--- 原始数据 ---
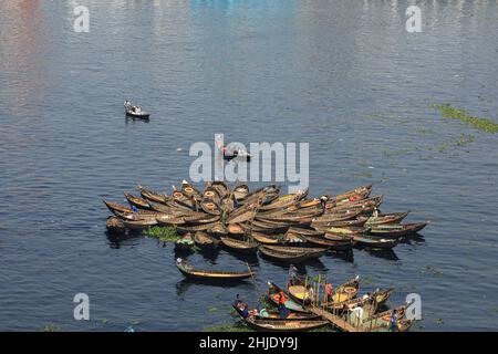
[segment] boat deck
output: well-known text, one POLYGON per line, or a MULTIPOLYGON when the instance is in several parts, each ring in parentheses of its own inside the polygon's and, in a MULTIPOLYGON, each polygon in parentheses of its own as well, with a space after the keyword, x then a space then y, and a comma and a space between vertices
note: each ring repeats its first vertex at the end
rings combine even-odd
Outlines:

--- 任务说明 ---
请将上方全部数据逐行照原样重新录入，答案中略去图片。

--- 练习结果 ---
[segment] boat deck
output: well-known text, one POLYGON per line, or a MULTIPOLYGON when the instance is in several parts, each ring in parentheses of its own inside the polygon's and, in a MULTIPOLYGON, each polygon in parentheses of its own as well, with a space after the keyword, x then a space then y, and a comma and a space between vertices
note: each ring repeats its first vertex at the end
rings combine even-odd
Outlines:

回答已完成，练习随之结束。